(Raw records)
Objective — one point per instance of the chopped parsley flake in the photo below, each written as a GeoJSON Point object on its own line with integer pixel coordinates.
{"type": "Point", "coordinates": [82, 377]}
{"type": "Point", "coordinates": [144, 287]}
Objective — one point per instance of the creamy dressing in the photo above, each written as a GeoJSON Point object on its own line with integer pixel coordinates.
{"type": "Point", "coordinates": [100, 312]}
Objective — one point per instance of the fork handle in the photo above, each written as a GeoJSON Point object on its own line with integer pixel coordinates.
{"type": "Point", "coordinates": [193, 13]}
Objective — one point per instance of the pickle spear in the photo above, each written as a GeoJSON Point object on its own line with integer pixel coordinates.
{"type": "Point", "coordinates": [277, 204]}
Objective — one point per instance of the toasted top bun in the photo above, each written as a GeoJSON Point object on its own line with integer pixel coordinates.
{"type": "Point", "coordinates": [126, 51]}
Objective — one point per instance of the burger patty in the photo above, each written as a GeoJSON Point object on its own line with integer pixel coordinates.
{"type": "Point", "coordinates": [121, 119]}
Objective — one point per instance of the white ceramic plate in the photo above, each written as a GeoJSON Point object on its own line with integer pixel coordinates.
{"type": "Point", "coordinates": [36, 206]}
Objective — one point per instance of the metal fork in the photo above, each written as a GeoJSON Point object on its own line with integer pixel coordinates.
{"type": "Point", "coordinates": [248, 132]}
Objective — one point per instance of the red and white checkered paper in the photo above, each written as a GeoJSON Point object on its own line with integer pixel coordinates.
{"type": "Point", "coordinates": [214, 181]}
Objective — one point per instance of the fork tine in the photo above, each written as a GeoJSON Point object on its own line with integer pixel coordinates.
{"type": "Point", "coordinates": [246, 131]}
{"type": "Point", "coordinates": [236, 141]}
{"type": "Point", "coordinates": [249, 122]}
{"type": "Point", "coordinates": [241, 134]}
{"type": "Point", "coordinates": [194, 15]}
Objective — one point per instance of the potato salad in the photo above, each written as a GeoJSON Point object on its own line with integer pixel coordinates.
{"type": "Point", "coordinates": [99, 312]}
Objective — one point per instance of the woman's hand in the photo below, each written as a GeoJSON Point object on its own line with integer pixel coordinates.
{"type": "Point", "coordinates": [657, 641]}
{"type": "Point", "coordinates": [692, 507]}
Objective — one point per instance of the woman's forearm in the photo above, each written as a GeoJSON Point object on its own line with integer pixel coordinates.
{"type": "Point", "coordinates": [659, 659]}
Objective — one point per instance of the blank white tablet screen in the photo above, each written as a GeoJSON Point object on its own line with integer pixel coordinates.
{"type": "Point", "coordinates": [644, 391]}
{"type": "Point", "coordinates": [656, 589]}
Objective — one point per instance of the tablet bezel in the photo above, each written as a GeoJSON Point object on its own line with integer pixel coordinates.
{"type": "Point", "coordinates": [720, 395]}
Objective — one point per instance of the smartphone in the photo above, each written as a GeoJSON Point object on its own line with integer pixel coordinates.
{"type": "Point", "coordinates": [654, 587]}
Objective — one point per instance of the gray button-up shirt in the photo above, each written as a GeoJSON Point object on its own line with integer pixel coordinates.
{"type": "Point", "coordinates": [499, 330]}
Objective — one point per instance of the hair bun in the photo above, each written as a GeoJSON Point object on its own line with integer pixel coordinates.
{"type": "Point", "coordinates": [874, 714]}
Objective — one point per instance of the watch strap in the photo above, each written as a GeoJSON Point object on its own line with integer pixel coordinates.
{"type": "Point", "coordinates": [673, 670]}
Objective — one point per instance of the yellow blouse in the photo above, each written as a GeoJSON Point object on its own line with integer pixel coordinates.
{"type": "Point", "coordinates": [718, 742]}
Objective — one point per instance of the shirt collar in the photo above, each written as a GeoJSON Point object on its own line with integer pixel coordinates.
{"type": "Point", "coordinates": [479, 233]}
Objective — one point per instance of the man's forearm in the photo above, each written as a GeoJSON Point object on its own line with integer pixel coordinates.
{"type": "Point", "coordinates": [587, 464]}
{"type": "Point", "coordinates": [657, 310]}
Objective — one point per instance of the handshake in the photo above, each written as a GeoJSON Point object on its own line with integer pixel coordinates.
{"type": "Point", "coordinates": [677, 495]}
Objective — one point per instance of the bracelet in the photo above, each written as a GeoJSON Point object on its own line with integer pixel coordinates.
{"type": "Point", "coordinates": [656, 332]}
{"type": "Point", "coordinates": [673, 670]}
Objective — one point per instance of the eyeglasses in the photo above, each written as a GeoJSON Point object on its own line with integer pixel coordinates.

To do:
Starting at the line that contains "Objective — one point per instance of the shirt" and continuing through the end of the records, rewrite every line, requests included. Scale each coordinate in the answers by 1.45 and round it to a whole number, with halves rounded up.

Expected answer:
Objective — one point per instance of the shirt collar in the photo above, each written as a GeoJSON Point object on its own line with integer pixel coordinates.
{"type": "Point", "coordinates": [695, 338]}
Objective — one point per instance of the man's forearm in the photo above, each written as a GeoJSON Point object on its own line with integer pixel coordinates.
{"type": "Point", "coordinates": [851, 673]}
{"type": "Point", "coordinates": [953, 450]}
Objective — one point per instance of the handshake in the photo above, each written as a GeoJSON Point object on its own line with integer pixel coordinates.
{"type": "Point", "coordinates": [982, 718]}
Objective — one point per instance of the bracelet in the photo above, each written as a GeoJSON Point object on its own line with integer pixel coordinates.
{"type": "Point", "coordinates": [951, 481]}
{"type": "Point", "coordinates": [976, 972]}
Objective — one point per instance of the eyeglasses in the photo above, each written as a GeoJSON Point object on its own line with integer pixel coordinates.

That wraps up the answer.